#### [Requirement]
Gather every line of the records below that contains the string "tower", with uppercase and lowercase treated as distinct.

──────── Input for this task ────────

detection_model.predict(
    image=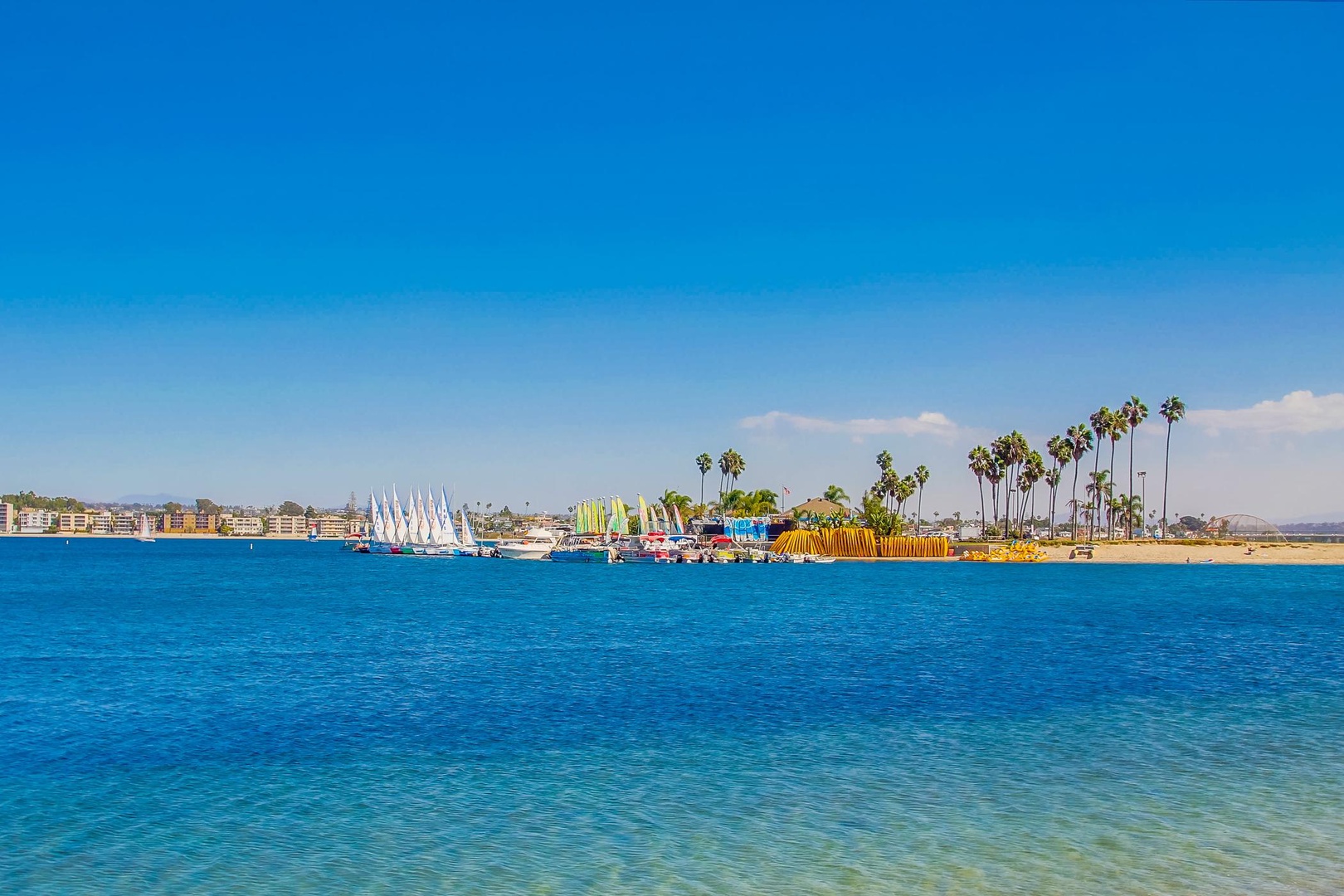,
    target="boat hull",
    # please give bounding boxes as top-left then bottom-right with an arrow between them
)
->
551,548 -> 616,562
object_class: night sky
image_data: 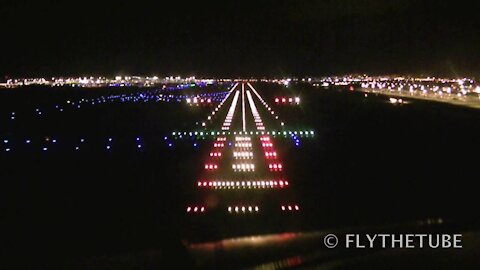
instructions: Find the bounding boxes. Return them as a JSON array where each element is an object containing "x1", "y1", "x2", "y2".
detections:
[{"x1": 0, "y1": 0, "x2": 480, "y2": 78}]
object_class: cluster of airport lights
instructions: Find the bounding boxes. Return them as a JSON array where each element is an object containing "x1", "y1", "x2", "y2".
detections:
[
  {"x1": 202, "y1": 83, "x2": 238, "y2": 127},
  {"x1": 248, "y1": 83, "x2": 285, "y2": 127},
  {"x1": 5, "y1": 89, "x2": 228, "y2": 120},
  {"x1": 274, "y1": 97, "x2": 300, "y2": 105},
  {"x1": 197, "y1": 180, "x2": 288, "y2": 189},
  {"x1": 187, "y1": 83, "x2": 302, "y2": 214},
  {"x1": 0, "y1": 131, "x2": 314, "y2": 154},
  {"x1": 3, "y1": 136, "x2": 149, "y2": 152},
  {"x1": 222, "y1": 91, "x2": 240, "y2": 130}
]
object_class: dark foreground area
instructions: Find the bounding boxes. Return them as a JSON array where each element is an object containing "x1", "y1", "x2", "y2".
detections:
[{"x1": 0, "y1": 84, "x2": 480, "y2": 269}]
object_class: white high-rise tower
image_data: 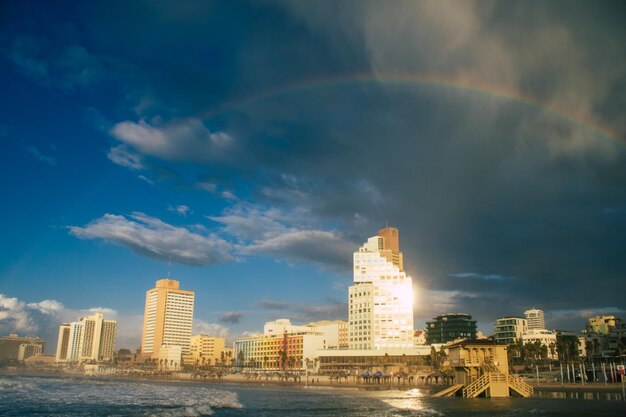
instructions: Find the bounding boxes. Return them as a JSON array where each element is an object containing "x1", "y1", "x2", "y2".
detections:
[
  {"x1": 141, "y1": 278, "x2": 195, "y2": 358},
  {"x1": 348, "y1": 227, "x2": 413, "y2": 349}
]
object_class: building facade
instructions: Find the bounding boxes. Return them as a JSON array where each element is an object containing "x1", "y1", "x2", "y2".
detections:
[
  {"x1": 522, "y1": 329, "x2": 558, "y2": 359},
  {"x1": 494, "y1": 317, "x2": 528, "y2": 345},
  {"x1": 56, "y1": 313, "x2": 117, "y2": 362},
  {"x1": 0, "y1": 334, "x2": 45, "y2": 361},
  {"x1": 426, "y1": 313, "x2": 476, "y2": 345},
  {"x1": 524, "y1": 308, "x2": 546, "y2": 330},
  {"x1": 141, "y1": 279, "x2": 195, "y2": 359},
  {"x1": 233, "y1": 331, "x2": 324, "y2": 371},
  {"x1": 185, "y1": 334, "x2": 227, "y2": 365},
  {"x1": 348, "y1": 227, "x2": 413, "y2": 350},
  {"x1": 587, "y1": 316, "x2": 621, "y2": 335}
]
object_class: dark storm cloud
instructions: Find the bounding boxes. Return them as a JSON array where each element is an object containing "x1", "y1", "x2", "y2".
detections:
[
  {"x1": 218, "y1": 311, "x2": 243, "y2": 324},
  {"x1": 256, "y1": 300, "x2": 348, "y2": 323},
  {"x1": 9, "y1": 1, "x2": 626, "y2": 327}
]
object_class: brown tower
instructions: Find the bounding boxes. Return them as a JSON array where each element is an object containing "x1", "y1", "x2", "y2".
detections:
[{"x1": 378, "y1": 227, "x2": 404, "y2": 271}]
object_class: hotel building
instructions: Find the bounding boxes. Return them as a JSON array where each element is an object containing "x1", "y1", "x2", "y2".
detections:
[
  {"x1": 185, "y1": 334, "x2": 227, "y2": 365},
  {"x1": 141, "y1": 279, "x2": 195, "y2": 358},
  {"x1": 348, "y1": 227, "x2": 414, "y2": 350},
  {"x1": 234, "y1": 319, "x2": 346, "y2": 370},
  {"x1": 524, "y1": 308, "x2": 546, "y2": 330},
  {"x1": 56, "y1": 313, "x2": 117, "y2": 362}
]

────────

#### [Exercise solution]
object_class: white high-rise tower
object_class: brown tower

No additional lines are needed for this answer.